* Reading passage
────────────────────────────────────────

Friday, 15 September 2023

Another Deluge scenario: the Battle of Wojnicz, 3rd October 1655.

 It has been a while since my last post, real life intervened as it is prone to do from time to time.  This scenario is a follow up to my previous one and concerns the campaigns of King Charles X of Sweden against the main Polish Crown army.  Details have again been taken from volume 2 of "Charles X's Wars" by Michael Fredholm von Essen, which is published by Helion.   

Having heard that the Poles were in and around Wojnicz, Charles led a force of c 5,200 men, (the vast majority being cavalry) in that direction.  The Polish army under the command of Hetman Stanislaw Lanckoronski was slightly larger, numbering c 6,200 men all mounted.

After an initial skirmish between the outposts the two forces deployed.  The Poles deployed in three divisions, pancerni on the wings and hussars and pancerni in the centre.  A regiment of dragoons was ordered to defend the camp.  The Swedes placed their cavalry on the wings and the centre was held by dismounted dragoons and a few infantry, which took advantage of "a defensible gorge"

A view of the table with the Swedes on the left

.The objective for the Poles is to drive back the Swedes and protect their camp; for the Swedes, they would like to break this part of the Crown army and capture the baggage, so both sides need to attack  I rated the Swedish horse as slightly better than the pancerni, but not as tough as the hussars.  There was only one small unit of hussars and the bonus for lance only counted in the first charge.  To account for the "defensible gorge", any defenders would gain the benefit of the attackers charge bonus being nullified.  The dragoons in the Polish camp counted as being in hard cover.  The cavalry wings each had 4 regiments and the Polish centre had one unit of hussars and one of noble levy.  I used the levy mainly because I didn't have enough pancerni.  It did weaken the Poles slightly, but they did have more units.

First the Poles win

Then the Swedes

The Hussars prevail

The Swedes won the initiative and moved forward, as did the Poles.  Battle was soon joined and the Swedish right, which had two veteran units began to gain the upper hand.  The Polish centre decided not to charge the Swedish dragoons, but moved to bolster the Polish right which was coming under pressure from the Swedish left.  As usually happens the Polish hussars charge proved  unstoppable and they overcame two Swedish units.  However, they became isolated and were overwhelmed.  By now the Polish left had disintegrated and losses on the right were high so a Swedish victory was declared.

A rare sight, routing hussars

After lunch we swapped sides and ran the scenario again.  Once again the Polish right was in trouble and needed the centre to help them out.  One notable event was when a fresh unit of Swedish horse charged a small, shaken unit of Polish noble levy.  In the melee the Poles inflicted no hits on their opponents while receiving 8 in return.  Against the odds they managed to save all 8, but as they were shaken in a drawn melee they had to take a break test.  This came up double one so they routed.  Once lady luck proved how fickle she can be!

────────────────────────────────────────

* Stored records
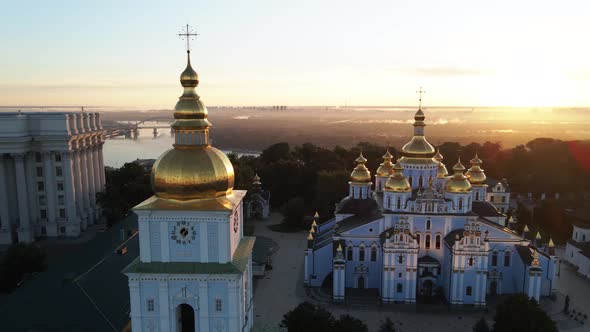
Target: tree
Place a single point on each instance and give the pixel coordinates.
(294, 211)
(387, 326)
(125, 187)
(481, 326)
(20, 259)
(307, 317)
(518, 313)
(347, 323)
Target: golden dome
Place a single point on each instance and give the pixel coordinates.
(418, 146)
(475, 173)
(386, 167)
(360, 174)
(192, 169)
(398, 182)
(441, 172)
(458, 183)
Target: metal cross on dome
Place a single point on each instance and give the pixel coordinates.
(420, 92)
(188, 34)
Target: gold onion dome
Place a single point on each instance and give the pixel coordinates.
(441, 171)
(418, 146)
(458, 183)
(360, 174)
(398, 182)
(475, 173)
(193, 169)
(386, 167)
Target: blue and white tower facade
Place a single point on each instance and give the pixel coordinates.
(421, 232)
(194, 271)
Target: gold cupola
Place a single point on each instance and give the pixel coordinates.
(458, 183)
(475, 173)
(441, 171)
(386, 167)
(418, 146)
(360, 174)
(398, 182)
(193, 169)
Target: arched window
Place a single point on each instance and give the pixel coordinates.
(507, 258)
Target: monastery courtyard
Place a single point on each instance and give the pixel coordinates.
(104, 290)
(282, 289)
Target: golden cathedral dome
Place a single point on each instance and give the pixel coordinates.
(360, 174)
(398, 182)
(475, 173)
(458, 183)
(193, 169)
(386, 167)
(418, 146)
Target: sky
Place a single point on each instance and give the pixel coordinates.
(317, 52)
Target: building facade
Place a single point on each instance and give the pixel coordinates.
(421, 232)
(51, 167)
(194, 272)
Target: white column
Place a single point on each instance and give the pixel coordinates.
(135, 304)
(164, 306)
(50, 192)
(101, 166)
(5, 229)
(72, 222)
(91, 184)
(79, 189)
(84, 177)
(24, 230)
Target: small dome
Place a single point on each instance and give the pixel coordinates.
(360, 174)
(192, 173)
(386, 167)
(475, 173)
(441, 171)
(398, 182)
(189, 77)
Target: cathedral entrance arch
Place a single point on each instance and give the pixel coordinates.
(493, 288)
(185, 318)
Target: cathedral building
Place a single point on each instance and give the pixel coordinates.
(194, 271)
(51, 167)
(414, 231)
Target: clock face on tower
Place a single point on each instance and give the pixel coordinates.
(183, 232)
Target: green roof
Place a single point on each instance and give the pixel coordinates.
(236, 266)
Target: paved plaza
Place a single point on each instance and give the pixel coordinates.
(52, 301)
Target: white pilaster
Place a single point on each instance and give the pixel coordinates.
(72, 222)
(24, 229)
(50, 192)
(5, 227)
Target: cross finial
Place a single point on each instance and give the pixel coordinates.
(187, 34)
(420, 92)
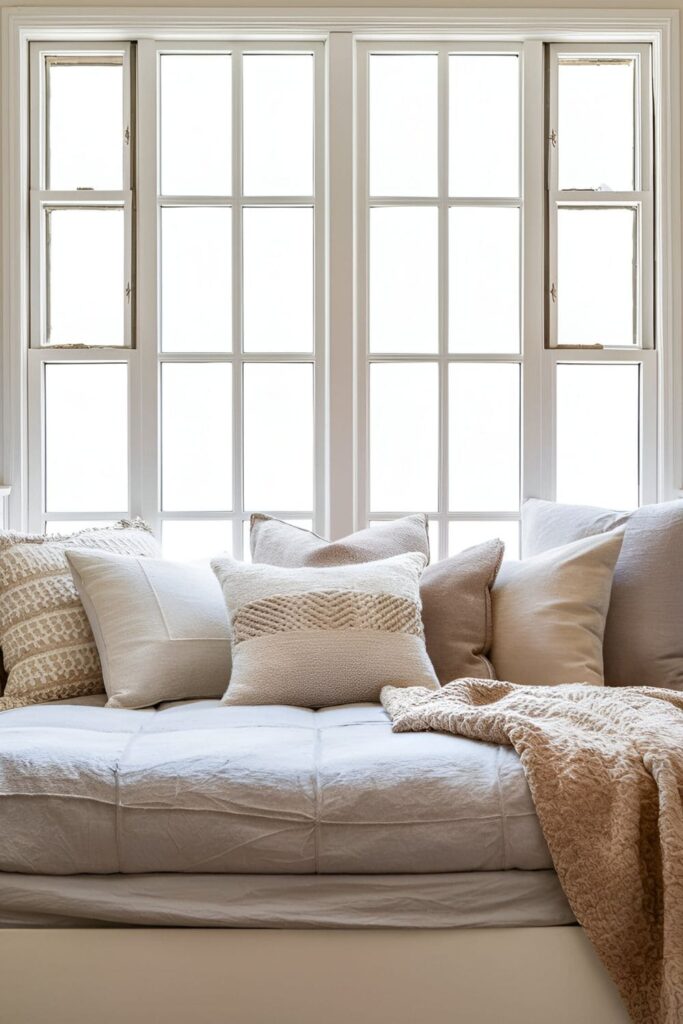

────────────────────────────────────────

* Required task A
Can you rewrite the rows from the line holding "Target: arched window" through the end of the rows, both ends included, substituting "church" for "cathedral" and keeping everything else the same? Leave the pictures out of your answer.
* Required task B
Could you resume the Battle of Wojnicz wargame report from its final sentence and carry it on?

* Answer A
Target: arched window
Place a single point on each instance and give the pixel coordinates.
(507, 258)
Target: monastery courtyard
Place a single point on each instance and give the pixel coordinates.
(104, 290)
(282, 289)
Target: golden church dome
Place a single point on each instance and give the pixel coordinates.
(360, 174)
(398, 182)
(475, 173)
(458, 183)
(193, 169)
(386, 167)
(418, 146)
Target: sky
Place a single point on each instance and give the pixel coordinates.
(317, 52)
Target: building facade
Place a single point on each instance and give the pixel coordinates.
(421, 232)
(51, 167)
(194, 272)
Target: white column
Place a single point on each instance and give the pixel coordinates.
(135, 304)
(164, 306)
(50, 192)
(101, 166)
(5, 229)
(72, 222)
(91, 184)
(79, 189)
(84, 177)
(24, 230)
Target: small dome
Place a single point on each instance and give the pixel coordinates.
(360, 174)
(192, 173)
(386, 167)
(475, 173)
(441, 171)
(398, 182)
(189, 77)
Target: church entrance arch
Place a single point on each instance and give the pixel coordinates.
(493, 288)
(185, 318)
Target: church building
Place a single point on each instance and give the pixel coordinates.
(194, 271)
(51, 167)
(414, 231)
Target: clock face on tower
Place a single point on each instance and give the pixel coordinates.
(183, 232)
Target: green roof
Place a single point on each instance and give the pixel coordinates.
(236, 266)
Target: paved plaza
Place a single point on each instance and give the pixel coordinates.
(52, 301)
Target: white pilaster
Place a single point on each instance and give the pixel coordinates.
(72, 222)
(24, 229)
(50, 192)
(5, 227)
Target: cross finial
Place a single point on each instance and give the pixel coordinates.
(187, 34)
(420, 92)

* Answer B
Historically the battle was a Swedish victory and the Poles lost their baggage and also parts of their army changed sides.  The catalyst for the loss was the unsuccessful charge by the hussars against the dismounted dragoons.  The leader of the hussars was Prince Dymitri Wisnniowiecki and being young and inexperienced perhaps his enthusiasm overcame his common sense.  Among the Poles who changed sides was one Jan Sobieski who later went on to be king of Poland.

Saturday, 29 July 2023

The Battle of Golab (Golomb) 1656. An Eastern Renaissance scenario for Pike and Shotte

 This week's game is a scenario set in the 'Deluge' when Poland/Lithuania was beset by enemies on all fronts.  The basic details come from Michael Fredholm von Essen's book "Charles X's Wars, Volume 2 The Wars in the East, 1655-57 which is publish by Helion in their Century of the Soldier series.

In early February 1656, King Charles X of Sweden moved south with an all cavalry force, hearing that a Polish force under Czarnieecki was close he set out to attack it.  On the 18th February he crossed the Vistula (which was frozen) and surprised and defeated a Commonwealth unit.  This retreated north, pursued by the Swedish vanguard commanded by General Henrik Horn.  At the village of Golab (or Golomb as it was known to the Swedes) they met the remainder of Czarniecki's force.  A general battle developed, with both sides receiving reinforcements.  Eventually superior numbers allowed the Swedes to outflank the Commonwealth troops and threaten their line of retreat.  When Czarniecki ordered a retreat it became more of a rout, as the Commonwealth troops were vigorously pursued by the  Lithuanian and Tartar units in the Swedish force.

The view from behind the Swedish vanguard

It is difficult to determine exact numbers involved in the action.  Charles had approximately 11000 men in his force when he set out, (8000 Swedes/Germans and 3000 Polish, Lithuanian, Tartar and Ruthenian  allies).  This will have dwindled during the campaign and not all the force was present at the battle.  What can be said is that the Swedish force was certainly more numerous than the c2500 Commonwealth troops under Czarniecki's command.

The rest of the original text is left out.